*** Blok Teks
Pemulihan Ayub dan Bartimeus

Di hadapan Allah, Ayub berkata, ”Aku tahu bahwa Engkau sanggup melakukan segala sesuatu, dan tidak ada rencana-Mu yang gagal” (Ayb. 42:2). Dan itu dilakukannya sebelum memulihkan keberadaannya.
Sepertinya penulis Kitab Ayub hendak menyatakan bahwa pengakuan iman Ayub itu tidak berasal dari keadaan serbaberes. Tidak. Pengakuan iman Ayub tidak berdasar pada situasi dirinya, tetapi karena ia mengakui kedaulatan Allah.
Doa Ayub
Bahkan, C. Bijl, dalam bukunya Ayub Sang Konglomerat, menekankan bahwa pemulihan Ayub terjadi ”setelah Ayub berdoa bagi ketiga temannya,” (Ayb. 42:10, BIMK). Allah tidak melakukan apa-apa untuk meringankan penderitaan Ayub, sekalipun dia telah menyesali diri dan mencabut perkataannya.
Kelihatannya, masih menurut C. Bijl, syafaat Ayub itu merupakan bukti paling nyata bagi kekeliruan Iblis. Doa itu telah mematahkan keyakinan Iblis bahwa Ayub mengasihi Allah karena ada maunya. Tindakan Ayub memperlihatkan bahwa ia sungguh mengasihi Allah dan tanpa pamrih.
Ayub lebih dahulu memohon pengampunan Allah untuk sahabat-sahabatnya yang sehat itu ketimbang berdoa bagi kesembuhan dirinya. Ayub lebih mengutamakan kebutuhan sahabat-sahabatnya yang telah memfitnahnya. Dengan kata lain, Ayub telah menyangkal dirinya.
Tentu, Ayub ingin sembuh. Tetapi, ia agaknya tak mau memaksa Allah. Tampaknya, laki-laki dari tanah Us itu memahami bahwa bukan tanpa alasan Allah mengizinkan penyakit tetap melekat di tubuhnya. Ia menyerahkan pengharapannya kepada kedaulatan Allah saja.
Seruan Bartimeus
Pengharapan yang sama juga dimiliki seorang pengemis buta di kota Yerikho. Pengemis itu percaya bahwa Yesus sanggup memenuhi harapannya. Karena itulah dia berteriak: ”Yesus, Anak Daud, kasihanilah aku!” (Mrk. 10:47).
Dalam teriakan itu tersiratlah bahwa ia mengakui Yesus sebagai Anak Daud. Gelar ”Anak Daud” bukanlah gelar yang lazim pada masa itu. Gelar itu hendak menjelaskan bahwa guru dari Nazaret itu bukan sembarang guru, melainkan Mesias!
******
## Soal Latihan
1. Di kota mana pengemis buta dalam teks tentang Ayub dan Bartimeus berada?
2. Kutiplah tanpa perubahan bagian teks tentang Ayub dan Bartimeus antara "Pemulihan Ayub dan" dan "mengakui kedaulatan Allah.", keduanya termasuk.
*** Kumpulan Data
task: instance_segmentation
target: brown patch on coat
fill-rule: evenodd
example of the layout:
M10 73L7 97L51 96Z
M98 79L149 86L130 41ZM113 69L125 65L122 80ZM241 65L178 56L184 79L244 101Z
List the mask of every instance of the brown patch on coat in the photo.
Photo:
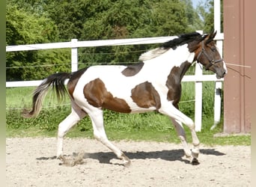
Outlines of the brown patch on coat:
M104 82L100 79L96 79L85 85L84 96L89 104L94 107L122 113L131 112L131 109L126 101L114 97L106 90Z
M167 99L174 101L173 105L175 107L177 107L181 96L181 79L190 66L189 62L185 61L180 67L174 67L168 76L165 85L168 89Z
M122 73L125 76L134 76L141 70L143 66L143 62L139 62L136 64L128 66L122 71Z
M74 92L75 88L76 86L76 84L82 76L82 75L86 71L88 68L84 68L82 70L79 70L76 72L73 72L71 73L71 77L67 82L67 91L68 93L70 93L70 96L73 98L73 93Z
M132 90L131 97L133 102L141 108L156 107L158 110L161 107L160 96L152 84L148 82L136 85Z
******
## Jawaban Soal
1. Di kota Yerikho.

2.
Pemulihan Ayub dan Bartimeus

Di hadapan Allah, Ayub berkata, ”Aku tahu bahwa Engkau sanggup melakukan segala sesuatu, dan tidak ada rencana-Mu yang gagal” (Ayb. 42:2). Dan itu dilakukannya sebelum memulihkan keberadaannya.
Sepertinya penulis Kitab Ayub hendak menyatakan bahwa pengakuan iman Ayub itu tidak berasal dari keadaan serbaberes. Tidak. Pengakuan iman Ayub tidak berdasar pada situasi dirinya, tetapi karena ia mengakui kedaulatan Allah.